[Material for this task Boundary: Start]

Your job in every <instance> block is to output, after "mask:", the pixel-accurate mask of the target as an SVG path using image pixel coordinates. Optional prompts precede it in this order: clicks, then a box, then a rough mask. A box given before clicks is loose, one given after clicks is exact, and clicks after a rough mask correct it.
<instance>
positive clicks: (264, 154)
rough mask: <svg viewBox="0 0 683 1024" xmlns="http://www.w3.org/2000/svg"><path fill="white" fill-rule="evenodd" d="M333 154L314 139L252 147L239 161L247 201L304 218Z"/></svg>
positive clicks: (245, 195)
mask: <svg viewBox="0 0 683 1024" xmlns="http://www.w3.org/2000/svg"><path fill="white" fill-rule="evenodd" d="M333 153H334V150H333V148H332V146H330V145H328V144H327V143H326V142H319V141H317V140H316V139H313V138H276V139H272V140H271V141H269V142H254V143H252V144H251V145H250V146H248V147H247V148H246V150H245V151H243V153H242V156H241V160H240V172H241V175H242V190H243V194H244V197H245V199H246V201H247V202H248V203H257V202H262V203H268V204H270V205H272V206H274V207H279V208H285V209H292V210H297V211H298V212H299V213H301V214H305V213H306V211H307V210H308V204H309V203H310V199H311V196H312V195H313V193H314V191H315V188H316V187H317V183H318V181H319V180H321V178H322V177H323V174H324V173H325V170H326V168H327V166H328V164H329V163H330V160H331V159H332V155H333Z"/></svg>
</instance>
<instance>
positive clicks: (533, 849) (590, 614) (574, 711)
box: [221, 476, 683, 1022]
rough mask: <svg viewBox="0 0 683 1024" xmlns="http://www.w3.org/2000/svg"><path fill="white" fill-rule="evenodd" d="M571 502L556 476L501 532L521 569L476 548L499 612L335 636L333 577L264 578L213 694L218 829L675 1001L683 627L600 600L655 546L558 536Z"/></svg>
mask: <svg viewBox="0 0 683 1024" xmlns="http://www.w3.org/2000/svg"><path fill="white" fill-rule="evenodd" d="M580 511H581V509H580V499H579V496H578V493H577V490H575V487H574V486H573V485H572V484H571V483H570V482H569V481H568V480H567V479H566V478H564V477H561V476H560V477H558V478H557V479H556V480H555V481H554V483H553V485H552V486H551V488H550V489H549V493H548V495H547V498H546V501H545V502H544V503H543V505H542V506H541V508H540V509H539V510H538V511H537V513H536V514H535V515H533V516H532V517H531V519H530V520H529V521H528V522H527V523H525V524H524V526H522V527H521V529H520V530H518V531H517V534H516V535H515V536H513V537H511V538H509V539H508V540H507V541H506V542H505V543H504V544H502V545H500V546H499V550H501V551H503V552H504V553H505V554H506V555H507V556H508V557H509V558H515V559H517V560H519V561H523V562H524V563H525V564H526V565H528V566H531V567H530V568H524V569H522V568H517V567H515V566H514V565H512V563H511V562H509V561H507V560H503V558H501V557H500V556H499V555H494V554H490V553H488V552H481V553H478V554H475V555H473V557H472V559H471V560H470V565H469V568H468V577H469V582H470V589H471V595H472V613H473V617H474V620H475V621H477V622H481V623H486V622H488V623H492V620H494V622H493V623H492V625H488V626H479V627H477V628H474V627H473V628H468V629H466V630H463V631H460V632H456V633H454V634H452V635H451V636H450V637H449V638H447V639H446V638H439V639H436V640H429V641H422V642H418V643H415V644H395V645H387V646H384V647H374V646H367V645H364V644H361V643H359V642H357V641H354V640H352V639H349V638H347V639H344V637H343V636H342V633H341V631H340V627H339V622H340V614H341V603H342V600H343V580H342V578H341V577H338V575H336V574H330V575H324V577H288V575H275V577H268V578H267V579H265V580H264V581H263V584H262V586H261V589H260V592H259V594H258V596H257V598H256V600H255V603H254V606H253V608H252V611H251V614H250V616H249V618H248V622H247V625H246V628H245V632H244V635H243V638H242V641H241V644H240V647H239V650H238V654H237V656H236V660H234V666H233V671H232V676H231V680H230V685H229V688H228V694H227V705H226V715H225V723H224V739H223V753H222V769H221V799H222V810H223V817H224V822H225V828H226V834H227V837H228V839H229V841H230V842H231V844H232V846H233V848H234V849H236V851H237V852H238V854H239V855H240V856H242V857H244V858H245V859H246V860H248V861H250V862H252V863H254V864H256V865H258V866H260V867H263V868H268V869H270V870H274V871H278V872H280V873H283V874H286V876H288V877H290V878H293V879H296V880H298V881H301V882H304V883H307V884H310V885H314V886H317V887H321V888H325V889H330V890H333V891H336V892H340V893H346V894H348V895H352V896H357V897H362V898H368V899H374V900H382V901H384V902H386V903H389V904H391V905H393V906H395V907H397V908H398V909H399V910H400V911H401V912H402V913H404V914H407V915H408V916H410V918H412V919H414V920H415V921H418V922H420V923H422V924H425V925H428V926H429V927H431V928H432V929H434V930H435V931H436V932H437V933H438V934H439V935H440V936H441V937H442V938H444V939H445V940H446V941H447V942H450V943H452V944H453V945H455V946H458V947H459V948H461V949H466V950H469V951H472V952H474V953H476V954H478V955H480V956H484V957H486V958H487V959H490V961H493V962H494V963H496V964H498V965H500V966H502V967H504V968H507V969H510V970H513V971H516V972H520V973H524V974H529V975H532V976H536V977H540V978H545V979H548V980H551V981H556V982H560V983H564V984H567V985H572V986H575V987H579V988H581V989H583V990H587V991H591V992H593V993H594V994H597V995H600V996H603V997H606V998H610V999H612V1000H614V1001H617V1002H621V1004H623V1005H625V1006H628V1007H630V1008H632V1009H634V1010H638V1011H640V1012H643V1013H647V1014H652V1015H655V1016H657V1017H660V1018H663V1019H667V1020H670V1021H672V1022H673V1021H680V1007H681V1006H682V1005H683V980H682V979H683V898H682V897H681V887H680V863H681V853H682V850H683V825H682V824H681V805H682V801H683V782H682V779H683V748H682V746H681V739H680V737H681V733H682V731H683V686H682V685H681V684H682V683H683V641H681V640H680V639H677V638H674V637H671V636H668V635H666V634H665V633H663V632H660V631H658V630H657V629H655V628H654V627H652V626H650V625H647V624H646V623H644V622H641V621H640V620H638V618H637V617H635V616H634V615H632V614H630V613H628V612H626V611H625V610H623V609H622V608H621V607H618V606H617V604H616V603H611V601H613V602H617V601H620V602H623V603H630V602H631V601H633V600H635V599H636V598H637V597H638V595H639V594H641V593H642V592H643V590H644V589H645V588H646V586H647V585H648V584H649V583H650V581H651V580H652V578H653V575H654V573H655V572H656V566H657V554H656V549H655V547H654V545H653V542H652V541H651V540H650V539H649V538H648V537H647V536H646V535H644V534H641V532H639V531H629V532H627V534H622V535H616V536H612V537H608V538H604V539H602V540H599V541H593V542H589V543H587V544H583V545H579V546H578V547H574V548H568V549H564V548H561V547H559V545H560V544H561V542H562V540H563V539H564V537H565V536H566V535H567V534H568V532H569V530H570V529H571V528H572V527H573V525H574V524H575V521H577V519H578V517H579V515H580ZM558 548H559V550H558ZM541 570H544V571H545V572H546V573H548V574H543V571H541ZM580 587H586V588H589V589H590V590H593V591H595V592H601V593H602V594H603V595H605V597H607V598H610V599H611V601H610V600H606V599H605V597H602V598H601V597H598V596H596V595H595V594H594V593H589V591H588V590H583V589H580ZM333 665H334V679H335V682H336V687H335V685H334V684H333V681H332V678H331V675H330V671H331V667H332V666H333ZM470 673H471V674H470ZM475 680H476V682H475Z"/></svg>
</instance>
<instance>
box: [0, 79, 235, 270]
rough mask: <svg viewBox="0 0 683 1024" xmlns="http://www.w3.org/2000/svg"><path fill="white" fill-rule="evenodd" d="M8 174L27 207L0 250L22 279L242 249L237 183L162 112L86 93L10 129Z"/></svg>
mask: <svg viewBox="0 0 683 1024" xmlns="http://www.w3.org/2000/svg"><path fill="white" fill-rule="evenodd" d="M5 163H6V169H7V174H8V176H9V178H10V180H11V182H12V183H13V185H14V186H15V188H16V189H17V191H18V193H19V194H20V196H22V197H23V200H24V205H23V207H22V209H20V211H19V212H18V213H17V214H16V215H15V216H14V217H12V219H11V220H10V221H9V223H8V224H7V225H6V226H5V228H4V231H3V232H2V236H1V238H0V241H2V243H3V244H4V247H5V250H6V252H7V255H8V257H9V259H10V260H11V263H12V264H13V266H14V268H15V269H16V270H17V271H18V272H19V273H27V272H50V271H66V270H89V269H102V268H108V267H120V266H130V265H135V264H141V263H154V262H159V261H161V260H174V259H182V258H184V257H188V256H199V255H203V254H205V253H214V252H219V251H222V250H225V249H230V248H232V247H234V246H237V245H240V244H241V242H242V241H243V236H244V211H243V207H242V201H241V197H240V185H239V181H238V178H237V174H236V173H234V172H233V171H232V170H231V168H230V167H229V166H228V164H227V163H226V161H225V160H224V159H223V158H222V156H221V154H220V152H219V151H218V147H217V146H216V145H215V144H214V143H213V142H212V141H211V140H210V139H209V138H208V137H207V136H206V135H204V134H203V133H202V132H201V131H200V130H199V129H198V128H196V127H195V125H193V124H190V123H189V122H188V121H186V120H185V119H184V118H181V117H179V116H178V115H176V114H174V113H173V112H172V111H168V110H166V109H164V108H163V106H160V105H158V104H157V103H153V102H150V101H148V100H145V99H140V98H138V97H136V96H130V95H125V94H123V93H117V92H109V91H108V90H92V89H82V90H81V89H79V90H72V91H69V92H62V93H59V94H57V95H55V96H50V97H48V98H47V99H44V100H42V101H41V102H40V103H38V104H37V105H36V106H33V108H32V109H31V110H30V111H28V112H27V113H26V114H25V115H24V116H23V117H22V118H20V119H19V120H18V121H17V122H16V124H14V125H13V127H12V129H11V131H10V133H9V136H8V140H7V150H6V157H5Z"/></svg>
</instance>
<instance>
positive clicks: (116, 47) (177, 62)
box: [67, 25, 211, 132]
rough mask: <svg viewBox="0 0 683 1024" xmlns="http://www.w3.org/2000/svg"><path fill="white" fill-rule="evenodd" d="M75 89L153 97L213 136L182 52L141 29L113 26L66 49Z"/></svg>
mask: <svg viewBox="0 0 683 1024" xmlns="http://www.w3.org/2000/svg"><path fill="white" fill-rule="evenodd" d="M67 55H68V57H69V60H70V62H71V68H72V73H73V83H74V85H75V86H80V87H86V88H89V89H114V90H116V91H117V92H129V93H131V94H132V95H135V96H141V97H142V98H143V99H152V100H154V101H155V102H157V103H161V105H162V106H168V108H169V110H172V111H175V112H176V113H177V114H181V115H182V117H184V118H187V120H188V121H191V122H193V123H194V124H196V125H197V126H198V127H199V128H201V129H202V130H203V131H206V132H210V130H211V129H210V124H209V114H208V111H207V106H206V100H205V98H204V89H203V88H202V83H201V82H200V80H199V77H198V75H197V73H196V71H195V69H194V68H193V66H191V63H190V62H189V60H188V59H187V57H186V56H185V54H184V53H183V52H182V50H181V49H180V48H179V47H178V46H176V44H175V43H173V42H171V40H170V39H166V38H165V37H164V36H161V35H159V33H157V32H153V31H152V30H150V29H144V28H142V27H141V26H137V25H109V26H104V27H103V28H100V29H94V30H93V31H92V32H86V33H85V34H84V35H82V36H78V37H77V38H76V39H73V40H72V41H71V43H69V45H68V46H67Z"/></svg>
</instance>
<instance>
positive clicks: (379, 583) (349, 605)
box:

[Material for this task Boundary: End]

Repeat every line exactly, starting with the first line of the entries, and stop once the line containing "positive clicks: (264, 154)" has been given.

## Output of the exercise
Your job in every <instance> block is to output, after "mask:", the pixel-accurate mask of the target as an SVG path using image pixel coordinates. Optional prompts precede it in this order: clicks, then a box, then a rough mask. A box given before clicks is loose, one given after clicks is exact, and clicks after a rough mask correct it.
<instance>
positive clicks: (264, 154)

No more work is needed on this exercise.